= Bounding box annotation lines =
======
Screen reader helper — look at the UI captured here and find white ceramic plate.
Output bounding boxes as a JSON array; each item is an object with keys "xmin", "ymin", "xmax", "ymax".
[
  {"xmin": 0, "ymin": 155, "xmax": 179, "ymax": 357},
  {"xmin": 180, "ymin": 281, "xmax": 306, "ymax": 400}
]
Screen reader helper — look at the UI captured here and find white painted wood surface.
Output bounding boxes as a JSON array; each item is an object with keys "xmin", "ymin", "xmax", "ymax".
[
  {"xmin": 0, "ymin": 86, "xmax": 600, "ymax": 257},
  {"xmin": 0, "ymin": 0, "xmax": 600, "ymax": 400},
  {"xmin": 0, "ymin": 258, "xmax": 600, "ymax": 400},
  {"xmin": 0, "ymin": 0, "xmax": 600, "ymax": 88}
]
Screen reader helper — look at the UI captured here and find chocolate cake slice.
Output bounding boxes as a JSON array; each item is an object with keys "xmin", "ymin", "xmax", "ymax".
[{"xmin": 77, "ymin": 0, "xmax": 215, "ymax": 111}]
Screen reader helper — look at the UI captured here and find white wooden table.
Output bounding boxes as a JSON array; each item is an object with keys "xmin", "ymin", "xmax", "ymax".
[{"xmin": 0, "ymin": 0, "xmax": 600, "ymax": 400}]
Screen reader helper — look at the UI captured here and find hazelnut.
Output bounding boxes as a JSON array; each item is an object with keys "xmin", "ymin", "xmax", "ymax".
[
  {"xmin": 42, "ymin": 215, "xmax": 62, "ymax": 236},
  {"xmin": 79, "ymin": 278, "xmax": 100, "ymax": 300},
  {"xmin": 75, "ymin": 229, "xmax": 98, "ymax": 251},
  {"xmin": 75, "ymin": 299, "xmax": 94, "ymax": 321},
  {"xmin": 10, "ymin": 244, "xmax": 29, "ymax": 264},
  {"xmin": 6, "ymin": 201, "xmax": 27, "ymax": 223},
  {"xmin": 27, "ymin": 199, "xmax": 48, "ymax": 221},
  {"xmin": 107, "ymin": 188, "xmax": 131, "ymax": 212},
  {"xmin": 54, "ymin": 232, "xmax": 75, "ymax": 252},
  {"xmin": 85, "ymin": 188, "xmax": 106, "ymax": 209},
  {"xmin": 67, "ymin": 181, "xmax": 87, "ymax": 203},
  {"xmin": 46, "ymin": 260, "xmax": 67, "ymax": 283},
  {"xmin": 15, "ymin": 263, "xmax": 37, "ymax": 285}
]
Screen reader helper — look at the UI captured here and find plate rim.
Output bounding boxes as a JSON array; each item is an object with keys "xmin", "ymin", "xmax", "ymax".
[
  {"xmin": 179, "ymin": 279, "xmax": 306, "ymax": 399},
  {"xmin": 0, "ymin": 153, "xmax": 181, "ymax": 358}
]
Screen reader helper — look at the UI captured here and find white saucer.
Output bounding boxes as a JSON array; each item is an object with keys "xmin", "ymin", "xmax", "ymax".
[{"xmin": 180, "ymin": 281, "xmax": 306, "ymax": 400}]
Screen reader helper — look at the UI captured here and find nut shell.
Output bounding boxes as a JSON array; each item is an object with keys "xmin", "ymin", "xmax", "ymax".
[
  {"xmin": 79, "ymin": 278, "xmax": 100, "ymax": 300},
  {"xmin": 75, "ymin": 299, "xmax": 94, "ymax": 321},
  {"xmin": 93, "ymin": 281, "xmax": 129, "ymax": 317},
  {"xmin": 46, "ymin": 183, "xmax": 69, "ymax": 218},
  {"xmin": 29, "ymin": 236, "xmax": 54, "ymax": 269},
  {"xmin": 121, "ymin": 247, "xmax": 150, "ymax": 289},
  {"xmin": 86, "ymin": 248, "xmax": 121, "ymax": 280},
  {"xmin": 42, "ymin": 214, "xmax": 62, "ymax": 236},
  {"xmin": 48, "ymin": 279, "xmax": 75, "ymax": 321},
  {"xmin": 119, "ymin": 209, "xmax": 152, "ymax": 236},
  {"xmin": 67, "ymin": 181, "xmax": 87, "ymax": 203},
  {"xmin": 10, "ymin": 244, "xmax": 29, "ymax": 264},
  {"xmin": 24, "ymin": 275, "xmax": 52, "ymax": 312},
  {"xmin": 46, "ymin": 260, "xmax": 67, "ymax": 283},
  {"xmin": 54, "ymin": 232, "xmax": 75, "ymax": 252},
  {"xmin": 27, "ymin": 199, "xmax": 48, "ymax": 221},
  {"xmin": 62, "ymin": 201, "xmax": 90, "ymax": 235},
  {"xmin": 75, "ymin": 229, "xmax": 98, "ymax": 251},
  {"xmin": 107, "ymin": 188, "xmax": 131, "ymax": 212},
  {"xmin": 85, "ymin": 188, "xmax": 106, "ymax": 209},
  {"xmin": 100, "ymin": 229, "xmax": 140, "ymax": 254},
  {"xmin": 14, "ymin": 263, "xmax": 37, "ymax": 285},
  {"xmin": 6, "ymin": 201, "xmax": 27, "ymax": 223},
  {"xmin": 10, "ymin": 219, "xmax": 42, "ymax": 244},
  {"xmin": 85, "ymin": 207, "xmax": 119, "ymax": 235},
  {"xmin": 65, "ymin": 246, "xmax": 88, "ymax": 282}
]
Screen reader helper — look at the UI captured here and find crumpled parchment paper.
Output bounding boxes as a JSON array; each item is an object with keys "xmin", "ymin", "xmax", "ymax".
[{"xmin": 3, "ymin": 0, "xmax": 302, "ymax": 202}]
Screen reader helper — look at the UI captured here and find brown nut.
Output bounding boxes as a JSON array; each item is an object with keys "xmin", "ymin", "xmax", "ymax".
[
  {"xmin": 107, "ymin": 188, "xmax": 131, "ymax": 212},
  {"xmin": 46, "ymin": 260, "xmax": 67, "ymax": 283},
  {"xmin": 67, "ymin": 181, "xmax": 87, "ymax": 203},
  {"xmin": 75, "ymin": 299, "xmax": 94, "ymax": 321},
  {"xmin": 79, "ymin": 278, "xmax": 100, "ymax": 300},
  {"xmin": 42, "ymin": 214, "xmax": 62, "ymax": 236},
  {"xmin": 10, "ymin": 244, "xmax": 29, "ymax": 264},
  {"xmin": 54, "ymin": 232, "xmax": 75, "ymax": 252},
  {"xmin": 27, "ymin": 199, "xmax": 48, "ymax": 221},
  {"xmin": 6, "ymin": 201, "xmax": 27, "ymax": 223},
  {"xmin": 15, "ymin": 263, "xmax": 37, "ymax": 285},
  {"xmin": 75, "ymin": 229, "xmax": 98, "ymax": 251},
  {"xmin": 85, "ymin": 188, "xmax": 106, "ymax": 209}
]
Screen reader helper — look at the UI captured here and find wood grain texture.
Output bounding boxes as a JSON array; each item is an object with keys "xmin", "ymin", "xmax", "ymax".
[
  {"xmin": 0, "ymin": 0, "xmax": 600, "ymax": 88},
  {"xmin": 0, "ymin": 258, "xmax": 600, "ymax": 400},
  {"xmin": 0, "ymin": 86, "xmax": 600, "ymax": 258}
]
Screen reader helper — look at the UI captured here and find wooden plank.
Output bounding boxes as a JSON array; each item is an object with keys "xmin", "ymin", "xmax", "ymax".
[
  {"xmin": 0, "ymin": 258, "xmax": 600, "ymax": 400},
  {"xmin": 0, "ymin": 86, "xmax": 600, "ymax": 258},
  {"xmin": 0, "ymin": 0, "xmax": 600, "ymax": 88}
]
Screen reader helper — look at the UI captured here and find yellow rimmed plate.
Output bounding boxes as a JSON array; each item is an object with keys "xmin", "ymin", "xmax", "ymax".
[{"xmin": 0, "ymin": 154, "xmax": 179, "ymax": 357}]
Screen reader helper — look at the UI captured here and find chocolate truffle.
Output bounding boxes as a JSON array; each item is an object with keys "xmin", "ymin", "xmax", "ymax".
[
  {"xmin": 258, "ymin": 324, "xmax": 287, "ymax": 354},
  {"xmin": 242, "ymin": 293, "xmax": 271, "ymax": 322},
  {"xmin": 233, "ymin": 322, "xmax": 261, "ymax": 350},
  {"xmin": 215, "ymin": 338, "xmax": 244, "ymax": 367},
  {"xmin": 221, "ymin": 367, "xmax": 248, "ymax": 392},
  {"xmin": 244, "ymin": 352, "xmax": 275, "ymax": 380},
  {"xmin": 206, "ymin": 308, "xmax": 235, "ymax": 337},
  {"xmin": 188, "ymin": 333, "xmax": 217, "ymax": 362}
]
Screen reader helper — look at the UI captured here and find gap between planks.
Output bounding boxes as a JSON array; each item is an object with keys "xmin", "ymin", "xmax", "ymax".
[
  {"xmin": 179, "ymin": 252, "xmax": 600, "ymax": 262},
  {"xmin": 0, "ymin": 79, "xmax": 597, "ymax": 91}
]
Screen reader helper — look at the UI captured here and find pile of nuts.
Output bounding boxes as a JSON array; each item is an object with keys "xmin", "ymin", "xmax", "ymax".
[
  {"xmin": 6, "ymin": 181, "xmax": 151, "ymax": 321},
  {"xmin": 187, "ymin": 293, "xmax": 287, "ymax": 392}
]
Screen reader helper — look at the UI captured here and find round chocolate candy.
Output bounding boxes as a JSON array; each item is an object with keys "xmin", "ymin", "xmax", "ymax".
======
= What this task involves =
Please count the lines above that contain the word "white" and give only the number.

= Solution to the problem =
4